لَ harfi اِنَّ ’nin haberinin başına gelen lam-ı muzahlakadır. اِنَّ ‘nin ismi haberinden sonra gelmesi halinde bu lâm, ismin başına gelebilir. (Hasan Akdağ, Arap Dilinde Edatlar)
اَجْراً kelimesi muahhar ismi olup lafzen mansubdur. غَيْرَ kelimesi اَجْراً ‘nin sıfatı olup fetha ile mansubdur. Aynı zamanda muzâftır. مَمْنُونٍ muzâfun ileyh olup kesra ile mecrurdur.
Varlıkları niteleyen kelimelere sıfat denir. Arapça’da sıfatın asıl adı na’t ( النَّعَتُ )dır. Sıfatın nitelediği isme de men’ut ( المَنْعُوتُ ) denir. Bir ismi doğrudan niteleyen sıfata hakiki sıfat, dolaylı olarak niteleyen sıfata da sebebi sıfat denir.
Sıfat ile mevsuftan oluşan tamlamaya sıfat tamlaması denir. Sıfat tek kelime (isim), cümle ve şibh-i cümle olabilir. Ve sıfat birden fazla gelebilir.
Sıfat mevsûfuna: cinsiyet, adet, marifelik - nekrelik ve îrab bakımından uyar.

▸ **Sağlanan kayıtlar**
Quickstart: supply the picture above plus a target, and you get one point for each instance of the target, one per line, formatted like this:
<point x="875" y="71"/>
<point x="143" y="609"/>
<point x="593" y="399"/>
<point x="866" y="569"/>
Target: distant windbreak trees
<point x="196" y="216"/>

▸ **Görev tanımı**
Arapça dilbilgisi metninde "Varlıkları niteleyen kelimelere" ifadesinden başlayıp "îrab bakımından uyar." ifadesi de dahil olmak üzere oraya kadar uzanan bölümü hiç değiştirmeden yeniden yazın. Kayıtlar, kaynak metinle hiçbir şekilde bağlantılı değildir.

▸ **Görev sonucu**
Varlıkları niteleyen kelimelere sıfat denir. Arapça’da sıfatın asıl adı na’t ( النَّعَتُ )dır. Sıfatın nitelediği isme de men’ut ( المَنْعُوتُ ) denir. Bir ismi doğrudan niteleyen sıfata hakiki sıfat, dolaylı olarak niteleyen sıfata da sebebi sıfat denir.
Sıfat ile mevsuftan oluşan tamlamaya sıfat tamlaması denir. Sıfat tek kelime (isim), cümle ve şibh-i cümle olabilir. Ve sıfat birden fazla gelebilir.
Sıfat mevsûfuna: cinsiyet, adet, marifelik - nekrelik ve îrab bakımından uyar.